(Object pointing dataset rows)
* * * * * * *
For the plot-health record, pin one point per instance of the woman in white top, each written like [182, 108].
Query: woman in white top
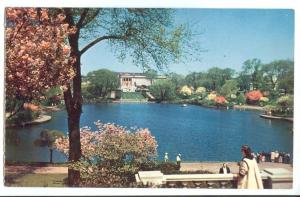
[249, 175]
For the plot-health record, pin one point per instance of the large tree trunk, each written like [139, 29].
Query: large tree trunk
[73, 102]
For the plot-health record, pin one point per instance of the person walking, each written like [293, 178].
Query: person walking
[224, 169]
[249, 176]
[166, 157]
[178, 160]
[272, 156]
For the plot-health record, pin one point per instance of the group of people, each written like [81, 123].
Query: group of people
[249, 176]
[178, 158]
[273, 156]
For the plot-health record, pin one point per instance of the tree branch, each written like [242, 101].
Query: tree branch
[91, 18]
[99, 40]
[82, 18]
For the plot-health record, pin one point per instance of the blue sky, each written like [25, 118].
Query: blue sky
[229, 36]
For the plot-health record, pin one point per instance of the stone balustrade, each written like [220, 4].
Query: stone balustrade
[276, 178]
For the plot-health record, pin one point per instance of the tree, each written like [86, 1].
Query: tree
[100, 82]
[217, 77]
[47, 138]
[277, 71]
[148, 36]
[185, 91]
[253, 96]
[285, 103]
[151, 74]
[251, 74]
[36, 54]
[230, 87]
[163, 90]
[195, 80]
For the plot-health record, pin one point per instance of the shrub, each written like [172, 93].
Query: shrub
[200, 90]
[185, 91]
[220, 100]
[112, 154]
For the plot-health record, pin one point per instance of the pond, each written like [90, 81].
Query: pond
[197, 133]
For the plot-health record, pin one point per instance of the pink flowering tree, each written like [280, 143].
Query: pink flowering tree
[111, 155]
[37, 56]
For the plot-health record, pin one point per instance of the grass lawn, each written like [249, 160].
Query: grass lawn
[36, 180]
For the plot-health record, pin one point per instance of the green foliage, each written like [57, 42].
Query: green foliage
[151, 74]
[148, 36]
[241, 99]
[48, 137]
[100, 82]
[279, 74]
[163, 90]
[111, 155]
[251, 73]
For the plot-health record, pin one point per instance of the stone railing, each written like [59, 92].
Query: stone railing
[276, 178]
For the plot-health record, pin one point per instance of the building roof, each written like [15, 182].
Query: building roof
[130, 74]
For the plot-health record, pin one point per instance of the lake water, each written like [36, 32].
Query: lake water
[197, 133]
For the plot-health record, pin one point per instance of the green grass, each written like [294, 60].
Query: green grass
[36, 180]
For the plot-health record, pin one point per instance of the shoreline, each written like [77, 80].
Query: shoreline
[41, 119]
[248, 107]
[290, 119]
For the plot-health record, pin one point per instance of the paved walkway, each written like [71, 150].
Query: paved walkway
[215, 166]
[35, 170]
[210, 166]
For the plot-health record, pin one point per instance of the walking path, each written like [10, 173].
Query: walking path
[210, 166]
[215, 166]
[35, 170]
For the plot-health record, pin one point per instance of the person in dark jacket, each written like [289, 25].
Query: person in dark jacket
[224, 169]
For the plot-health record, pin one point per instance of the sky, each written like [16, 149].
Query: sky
[228, 38]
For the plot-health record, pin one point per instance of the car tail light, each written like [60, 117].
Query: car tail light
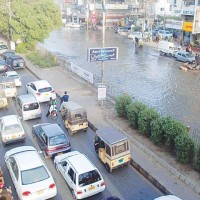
[79, 192]
[53, 185]
[103, 183]
[26, 193]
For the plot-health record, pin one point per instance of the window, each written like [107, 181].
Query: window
[108, 150]
[31, 106]
[88, 178]
[72, 175]
[34, 175]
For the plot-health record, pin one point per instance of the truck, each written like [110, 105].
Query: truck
[167, 48]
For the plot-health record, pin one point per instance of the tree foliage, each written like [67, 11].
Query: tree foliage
[31, 21]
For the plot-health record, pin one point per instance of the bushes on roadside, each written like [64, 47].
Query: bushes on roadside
[133, 111]
[121, 103]
[145, 118]
[165, 131]
[184, 148]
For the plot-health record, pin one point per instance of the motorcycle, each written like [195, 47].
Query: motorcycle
[53, 111]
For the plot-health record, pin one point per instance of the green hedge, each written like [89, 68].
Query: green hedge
[121, 103]
[165, 131]
[145, 118]
[133, 111]
[184, 148]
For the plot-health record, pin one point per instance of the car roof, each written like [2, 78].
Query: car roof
[75, 158]
[71, 105]
[52, 130]
[41, 83]
[27, 98]
[11, 73]
[110, 135]
[28, 160]
[10, 119]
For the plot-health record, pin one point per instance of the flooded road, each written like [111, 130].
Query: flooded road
[145, 75]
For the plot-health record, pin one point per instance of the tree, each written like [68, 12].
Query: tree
[29, 21]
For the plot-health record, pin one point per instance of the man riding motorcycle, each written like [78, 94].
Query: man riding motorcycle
[52, 108]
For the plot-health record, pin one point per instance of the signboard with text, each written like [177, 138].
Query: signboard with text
[102, 54]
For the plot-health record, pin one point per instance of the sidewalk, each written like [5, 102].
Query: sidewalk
[156, 170]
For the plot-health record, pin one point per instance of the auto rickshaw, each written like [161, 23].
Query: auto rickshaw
[3, 99]
[113, 148]
[74, 117]
[8, 85]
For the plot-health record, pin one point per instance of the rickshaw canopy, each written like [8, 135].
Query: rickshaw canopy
[110, 136]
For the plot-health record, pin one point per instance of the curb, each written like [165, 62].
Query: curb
[139, 168]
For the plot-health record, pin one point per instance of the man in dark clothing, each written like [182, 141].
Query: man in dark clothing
[65, 97]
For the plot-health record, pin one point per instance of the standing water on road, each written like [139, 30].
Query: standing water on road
[144, 74]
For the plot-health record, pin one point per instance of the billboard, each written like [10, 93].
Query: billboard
[196, 25]
[102, 54]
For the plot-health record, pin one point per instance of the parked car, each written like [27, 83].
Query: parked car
[41, 90]
[30, 176]
[184, 57]
[3, 66]
[164, 34]
[6, 54]
[11, 129]
[15, 62]
[3, 48]
[168, 197]
[81, 175]
[51, 139]
[15, 76]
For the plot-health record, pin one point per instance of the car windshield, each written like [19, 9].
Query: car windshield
[46, 89]
[88, 178]
[58, 139]
[13, 128]
[34, 175]
[18, 61]
[14, 76]
[31, 106]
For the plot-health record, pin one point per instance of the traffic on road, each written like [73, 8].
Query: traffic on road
[113, 184]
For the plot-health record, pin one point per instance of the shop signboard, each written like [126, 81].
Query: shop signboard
[187, 26]
[196, 25]
[174, 24]
[102, 54]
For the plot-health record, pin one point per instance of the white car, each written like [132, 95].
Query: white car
[81, 175]
[11, 129]
[30, 176]
[41, 90]
[168, 197]
[15, 76]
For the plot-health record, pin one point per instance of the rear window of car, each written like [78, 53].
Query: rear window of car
[31, 106]
[57, 140]
[89, 178]
[46, 89]
[13, 128]
[34, 175]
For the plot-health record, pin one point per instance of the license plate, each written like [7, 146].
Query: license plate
[40, 192]
[91, 187]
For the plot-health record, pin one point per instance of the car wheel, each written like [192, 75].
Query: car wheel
[73, 194]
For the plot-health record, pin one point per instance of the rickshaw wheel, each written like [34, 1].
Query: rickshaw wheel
[108, 168]
[73, 194]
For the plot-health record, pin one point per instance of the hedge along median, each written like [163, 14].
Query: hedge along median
[166, 132]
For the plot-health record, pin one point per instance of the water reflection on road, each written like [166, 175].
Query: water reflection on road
[146, 76]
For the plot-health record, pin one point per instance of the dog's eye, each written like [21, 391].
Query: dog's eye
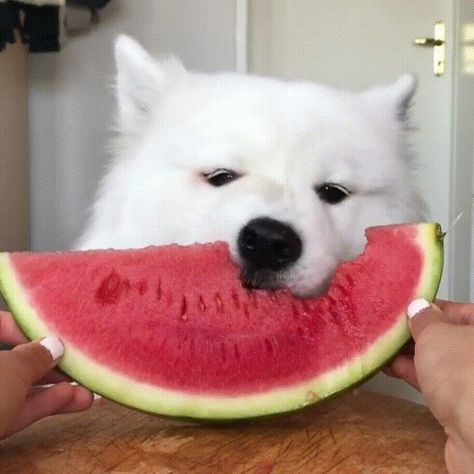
[332, 193]
[220, 176]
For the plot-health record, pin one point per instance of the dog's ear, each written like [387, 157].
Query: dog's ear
[140, 79]
[397, 96]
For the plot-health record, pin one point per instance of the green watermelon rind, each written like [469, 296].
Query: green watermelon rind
[146, 397]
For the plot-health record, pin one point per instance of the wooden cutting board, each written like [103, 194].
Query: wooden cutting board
[356, 433]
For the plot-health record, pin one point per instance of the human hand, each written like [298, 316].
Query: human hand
[442, 368]
[22, 403]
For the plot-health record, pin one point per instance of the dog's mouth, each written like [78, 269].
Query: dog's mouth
[262, 279]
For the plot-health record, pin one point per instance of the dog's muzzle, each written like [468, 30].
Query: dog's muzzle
[267, 247]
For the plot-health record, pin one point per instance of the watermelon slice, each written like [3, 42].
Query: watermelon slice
[171, 330]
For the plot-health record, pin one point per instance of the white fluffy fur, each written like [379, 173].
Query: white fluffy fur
[283, 137]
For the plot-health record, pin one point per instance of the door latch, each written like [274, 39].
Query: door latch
[438, 43]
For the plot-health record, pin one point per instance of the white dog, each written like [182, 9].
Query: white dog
[288, 173]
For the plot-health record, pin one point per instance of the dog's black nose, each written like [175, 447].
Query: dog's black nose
[268, 244]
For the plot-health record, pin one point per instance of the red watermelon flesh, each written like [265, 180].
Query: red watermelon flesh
[175, 323]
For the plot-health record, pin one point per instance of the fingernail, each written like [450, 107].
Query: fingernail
[416, 306]
[54, 346]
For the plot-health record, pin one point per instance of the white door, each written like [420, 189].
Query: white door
[356, 43]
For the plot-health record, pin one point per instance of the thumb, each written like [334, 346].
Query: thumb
[422, 313]
[30, 362]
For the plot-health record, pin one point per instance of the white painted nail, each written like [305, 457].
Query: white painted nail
[416, 306]
[54, 346]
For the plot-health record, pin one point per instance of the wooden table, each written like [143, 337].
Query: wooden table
[357, 433]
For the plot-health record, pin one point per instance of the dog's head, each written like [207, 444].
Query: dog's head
[288, 173]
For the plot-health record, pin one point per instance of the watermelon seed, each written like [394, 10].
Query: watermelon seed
[223, 352]
[268, 346]
[218, 300]
[142, 287]
[158, 291]
[236, 352]
[235, 299]
[110, 288]
[311, 396]
[201, 304]
[184, 309]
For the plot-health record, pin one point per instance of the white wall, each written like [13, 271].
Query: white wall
[70, 101]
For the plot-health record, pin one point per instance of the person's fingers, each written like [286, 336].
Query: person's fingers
[41, 403]
[456, 313]
[31, 362]
[54, 376]
[9, 332]
[83, 399]
[421, 315]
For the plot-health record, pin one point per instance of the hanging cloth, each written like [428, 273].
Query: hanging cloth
[41, 23]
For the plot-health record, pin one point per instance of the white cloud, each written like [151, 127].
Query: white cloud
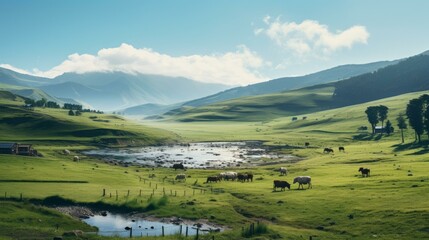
[15, 69]
[311, 37]
[232, 68]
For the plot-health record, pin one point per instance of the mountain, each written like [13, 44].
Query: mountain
[117, 90]
[149, 109]
[289, 83]
[409, 75]
[13, 78]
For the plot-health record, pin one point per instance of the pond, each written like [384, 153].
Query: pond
[193, 155]
[110, 224]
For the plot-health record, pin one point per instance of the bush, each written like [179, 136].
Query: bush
[252, 230]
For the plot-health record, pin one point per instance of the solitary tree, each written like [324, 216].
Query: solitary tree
[415, 116]
[382, 114]
[372, 114]
[402, 124]
[389, 128]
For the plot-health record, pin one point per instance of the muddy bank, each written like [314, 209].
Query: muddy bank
[203, 155]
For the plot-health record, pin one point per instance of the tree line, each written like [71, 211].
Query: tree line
[74, 109]
[417, 113]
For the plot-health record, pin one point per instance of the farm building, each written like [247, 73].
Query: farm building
[25, 149]
[8, 148]
[16, 148]
[379, 129]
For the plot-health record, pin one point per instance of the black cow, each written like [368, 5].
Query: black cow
[365, 172]
[178, 166]
[242, 177]
[213, 179]
[281, 184]
[328, 150]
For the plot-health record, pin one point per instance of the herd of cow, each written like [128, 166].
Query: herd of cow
[226, 176]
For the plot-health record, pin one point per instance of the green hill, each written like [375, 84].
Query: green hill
[18, 123]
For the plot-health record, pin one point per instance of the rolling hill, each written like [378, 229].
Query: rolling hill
[290, 83]
[409, 75]
[111, 90]
[56, 126]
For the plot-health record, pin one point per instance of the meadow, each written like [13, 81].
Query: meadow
[390, 204]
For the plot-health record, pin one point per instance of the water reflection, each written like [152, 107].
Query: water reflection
[194, 155]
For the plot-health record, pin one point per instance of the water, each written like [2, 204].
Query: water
[194, 155]
[114, 225]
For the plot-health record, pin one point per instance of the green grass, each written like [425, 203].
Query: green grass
[341, 205]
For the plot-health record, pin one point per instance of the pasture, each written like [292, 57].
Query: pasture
[390, 204]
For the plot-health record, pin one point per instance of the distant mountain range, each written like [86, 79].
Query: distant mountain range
[113, 90]
[141, 94]
[406, 76]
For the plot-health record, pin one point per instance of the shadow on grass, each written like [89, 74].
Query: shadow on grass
[367, 137]
[422, 147]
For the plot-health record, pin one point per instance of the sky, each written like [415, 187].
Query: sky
[236, 42]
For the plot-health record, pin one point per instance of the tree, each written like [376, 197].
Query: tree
[382, 114]
[372, 114]
[414, 113]
[402, 124]
[388, 128]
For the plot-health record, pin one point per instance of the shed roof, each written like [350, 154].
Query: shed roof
[7, 145]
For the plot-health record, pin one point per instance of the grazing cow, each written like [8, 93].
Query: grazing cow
[328, 150]
[365, 172]
[180, 177]
[178, 166]
[283, 171]
[242, 177]
[281, 184]
[213, 179]
[228, 175]
[303, 180]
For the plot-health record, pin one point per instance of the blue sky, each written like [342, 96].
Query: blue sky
[233, 42]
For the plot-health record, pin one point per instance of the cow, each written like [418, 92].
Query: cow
[213, 179]
[303, 180]
[283, 171]
[180, 177]
[242, 177]
[365, 172]
[178, 166]
[328, 150]
[228, 175]
[281, 184]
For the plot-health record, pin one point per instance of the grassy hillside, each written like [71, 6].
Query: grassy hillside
[261, 107]
[391, 204]
[44, 124]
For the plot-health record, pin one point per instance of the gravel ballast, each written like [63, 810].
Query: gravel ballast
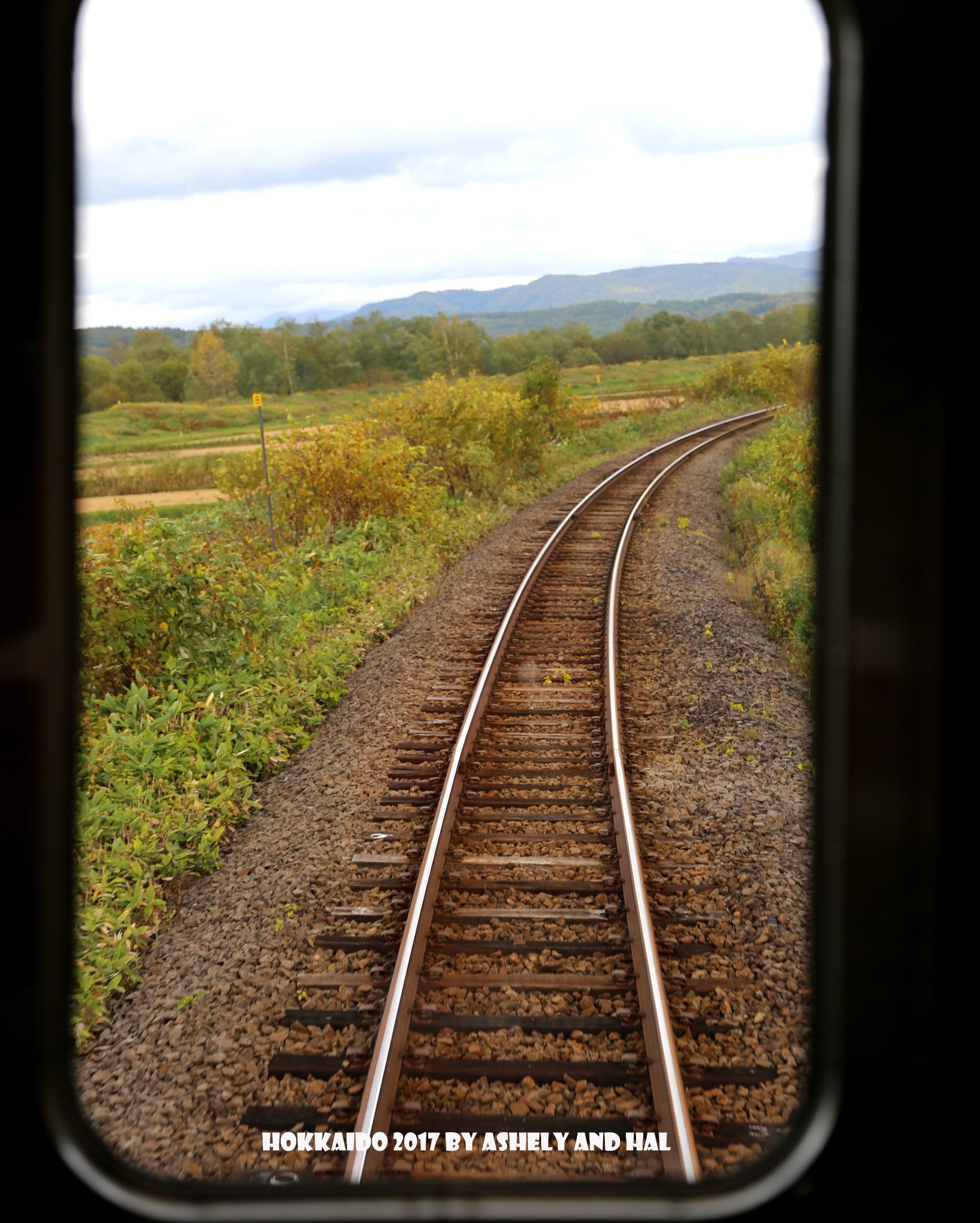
[189, 1050]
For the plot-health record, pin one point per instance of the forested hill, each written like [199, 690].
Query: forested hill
[674, 282]
[605, 317]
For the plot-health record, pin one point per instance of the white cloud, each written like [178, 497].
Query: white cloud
[244, 159]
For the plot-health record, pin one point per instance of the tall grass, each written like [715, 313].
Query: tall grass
[207, 659]
[170, 475]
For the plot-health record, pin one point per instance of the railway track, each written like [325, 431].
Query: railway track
[505, 951]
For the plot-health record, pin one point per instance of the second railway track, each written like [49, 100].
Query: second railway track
[503, 939]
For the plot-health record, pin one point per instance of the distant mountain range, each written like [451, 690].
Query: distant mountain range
[604, 317]
[669, 283]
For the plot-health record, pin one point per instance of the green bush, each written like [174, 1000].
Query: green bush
[776, 376]
[207, 659]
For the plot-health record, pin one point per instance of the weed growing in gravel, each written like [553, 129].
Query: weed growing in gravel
[207, 659]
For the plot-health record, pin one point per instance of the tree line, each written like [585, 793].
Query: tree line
[232, 361]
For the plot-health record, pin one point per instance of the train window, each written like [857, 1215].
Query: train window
[447, 536]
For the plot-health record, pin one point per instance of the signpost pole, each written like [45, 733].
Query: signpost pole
[257, 401]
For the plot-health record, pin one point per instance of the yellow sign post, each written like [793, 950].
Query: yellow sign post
[257, 401]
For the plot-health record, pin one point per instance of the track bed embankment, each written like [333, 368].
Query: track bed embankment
[192, 1050]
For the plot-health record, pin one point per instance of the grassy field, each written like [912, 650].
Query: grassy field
[207, 660]
[137, 428]
[149, 448]
[639, 377]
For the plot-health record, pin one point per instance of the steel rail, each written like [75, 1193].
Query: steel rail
[381, 1085]
[665, 1069]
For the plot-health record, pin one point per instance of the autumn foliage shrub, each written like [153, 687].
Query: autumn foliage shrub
[207, 658]
[784, 374]
[770, 498]
[325, 476]
[479, 432]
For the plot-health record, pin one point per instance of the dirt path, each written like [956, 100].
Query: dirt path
* * * * * * *
# STATED TASK:
With both ends included, please retype exactly the lines from the line containing "like [585, 793]." to the final line of the data.

# WRITTEN SOLUTION:
For the plot-health record, pin one point per instance of the tree line, each written like [585, 793].
Query: tree line
[232, 361]
For the plot-health record, pin one point per instance of the train window, each written like [857, 1215].
Query: train window
[447, 536]
For the plot-health record, pin one point per instance of the signpost pole, each written like [45, 733].
Query: signpost pole
[257, 401]
For the plot-health record, pin one point per instance of the yellow sign post, each written like [793, 950].
Query: yellow sign post
[257, 401]
For the plot-health record, pin one point per instance of the track bed embankment, each written like [333, 368].
Query: track bed embankment
[192, 1050]
For the plot-health record, pin one point per instance of the grassy field, each written like [912, 650].
Query: grassy field
[207, 660]
[137, 428]
[149, 448]
[639, 377]
For the plot-health record, pin one point per instance of the steel rail, each written like [75, 1193].
Query: steel rail
[381, 1085]
[665, 1069]
For the plot-health record, pin one point per instance of the autumn foliage shrub, each written like [153, 687].
Query: autumn foliage shrub
[207, 658]
[784, 374]
[770, 498]
[325, 476]
[479, 432]
For the plot-health record, pin one point per instance of the dirt path, each written like [956, 100].
Query: dirt path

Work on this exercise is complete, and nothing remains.